What you should do: Reproduce all of the listing below without alteration.

#### Record list ####

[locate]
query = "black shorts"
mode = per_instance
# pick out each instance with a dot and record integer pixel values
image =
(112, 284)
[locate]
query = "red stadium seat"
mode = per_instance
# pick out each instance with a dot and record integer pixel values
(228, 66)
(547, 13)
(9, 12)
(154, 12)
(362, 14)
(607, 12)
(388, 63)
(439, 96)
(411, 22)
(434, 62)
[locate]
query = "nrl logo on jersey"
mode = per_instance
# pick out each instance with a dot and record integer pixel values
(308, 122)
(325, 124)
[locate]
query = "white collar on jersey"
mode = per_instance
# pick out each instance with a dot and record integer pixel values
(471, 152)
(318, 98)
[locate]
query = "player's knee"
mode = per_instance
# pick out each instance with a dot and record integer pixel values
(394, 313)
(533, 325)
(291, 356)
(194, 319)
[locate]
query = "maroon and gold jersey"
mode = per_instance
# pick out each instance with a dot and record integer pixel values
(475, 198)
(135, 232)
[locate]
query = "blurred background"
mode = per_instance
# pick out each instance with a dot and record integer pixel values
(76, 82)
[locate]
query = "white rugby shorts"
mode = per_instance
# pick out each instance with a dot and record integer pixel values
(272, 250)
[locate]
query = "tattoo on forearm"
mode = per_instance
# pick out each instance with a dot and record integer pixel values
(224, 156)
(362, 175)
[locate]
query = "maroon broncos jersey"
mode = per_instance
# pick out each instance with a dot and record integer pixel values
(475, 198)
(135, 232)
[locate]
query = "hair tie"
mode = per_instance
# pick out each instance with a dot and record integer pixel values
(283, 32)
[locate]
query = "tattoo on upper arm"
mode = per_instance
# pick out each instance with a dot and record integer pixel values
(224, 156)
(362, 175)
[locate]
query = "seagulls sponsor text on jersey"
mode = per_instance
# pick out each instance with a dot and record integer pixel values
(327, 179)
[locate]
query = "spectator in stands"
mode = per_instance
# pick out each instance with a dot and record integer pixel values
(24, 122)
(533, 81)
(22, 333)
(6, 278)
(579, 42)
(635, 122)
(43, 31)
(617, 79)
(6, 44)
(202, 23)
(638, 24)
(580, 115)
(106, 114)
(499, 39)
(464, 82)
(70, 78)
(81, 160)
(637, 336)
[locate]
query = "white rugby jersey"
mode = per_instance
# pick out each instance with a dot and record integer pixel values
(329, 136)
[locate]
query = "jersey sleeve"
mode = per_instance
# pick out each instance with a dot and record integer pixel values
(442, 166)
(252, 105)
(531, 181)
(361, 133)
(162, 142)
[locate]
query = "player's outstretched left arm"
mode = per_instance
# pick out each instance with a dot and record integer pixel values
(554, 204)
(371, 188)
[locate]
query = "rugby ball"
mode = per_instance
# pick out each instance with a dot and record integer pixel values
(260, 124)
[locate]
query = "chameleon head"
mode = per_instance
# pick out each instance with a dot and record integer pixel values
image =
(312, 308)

####

Full solution:
[locate]
query = "black shorts"
mode = per_instance
# pick out each instance with a dot and record integer pixel values
image =
(112, 284)
[locate]
query = "red stadium seat"
mode = per_instance
# pick out each instance with a dot and record integer pixel values
(228, 66)
(547, 13)
(9, 12)
(154, 12)
(362, 14)
(607, 12)
(388, 63)
(439, 96)
(411, 22)
(434, 62)
[locate]
query = "nrl logo on jersey"
mode = per_instance
# pick out each instance with a dot and record integer pixel values
(308, 122)
(325, 124)
[locate]
query = "white collar on jersey"
mode = per_instance
# pick out each instance with a dot and record integer pixel values
(471, 152)
(318, 98)
[locate]
query = "player's knee"
mode = per_instance
# pick out each instance with a dot and record integer pixel values
(394, 313)
(533, 325)
(291, 356)
(194, 319)
[locate]
query = "maroon and gold jersey"
mode = per_instance
# pick out each instance with a dot and record integer pixel values
(475, 198)
(135, 232)
[locate]
query = "blurred background"
mode = per_instance
# pick out each instance with a dot and record integer pixel values
(76, 82)
[locate]
query = "white rugby shorts"
mode = per_instance
# pick out each instance with a dot and record integer pixel values
(272, 250)
[locate]
query = "tattoo on forearm"
mode = per_instance
# pick out each instance with a dot and record integer pixel values
(224, 156)
(362, 175)
[locate]
query = "maroon broncos jersey"
mode = per_instance
# pick out each instance with a dot and record integer pixel values
(475, 198)
(135, 232)
[locate]
query = "hair tie"
mode = per_instance
# pick out each instance with a dot and record integer pixel values
(283, 32)
[locate]
query = "tattoo on upper arm"
mode = per_instance
# pick out each instance with a dot and record integer pixel values
(224, 156)
(362, 175)
[locate]
query = "seagulls sponsor text on jersey"
mode = per_instance
# pick out each instance with a dot and record integer pixel values
(327, 179)
[locate]
query = "spectator in stands"
mode = per_instance
# pick out each instance with a dot and record integer pixel values
(24, 122)
(533, 81)
(22, 333)
(6, 278)
(579, 42)
(635, 122)
(43, 31)
(617, 79)
(6, 44)
(202, 23)
(638, 24)
(580, 115)
(106, 114)
(499, 39)
(464, 82)
(70, 78)
(81, 160)
(637, 336)
[locate]
query = "white rugby jersey"
mode = per_instance
# pick out each instance with a dot and record integer pixel values
(329, 136)
[locate]
query = "jersey sleeve"
mode = per_instance
# pick out each instance with a dot and record integer pixel values
(442, 166)
(252, 105)
(531, 181)
(361, 133)
(162, 142)
[locate]
query = "player's outstretched left arm"
mode = per_instance
# pick out each instance with a dot and record integer pixel values
(554, 204)
(371, 188)
[locate]
query = "rugby ball"
mode = per_instance
# pick out each instance with a dot and record integer pixel values
(260, 124)
[locate]
query = "chameleon head"
mode = per_instance
# pick out each instance with a dot and record integer pixel values
image =
(312, 308)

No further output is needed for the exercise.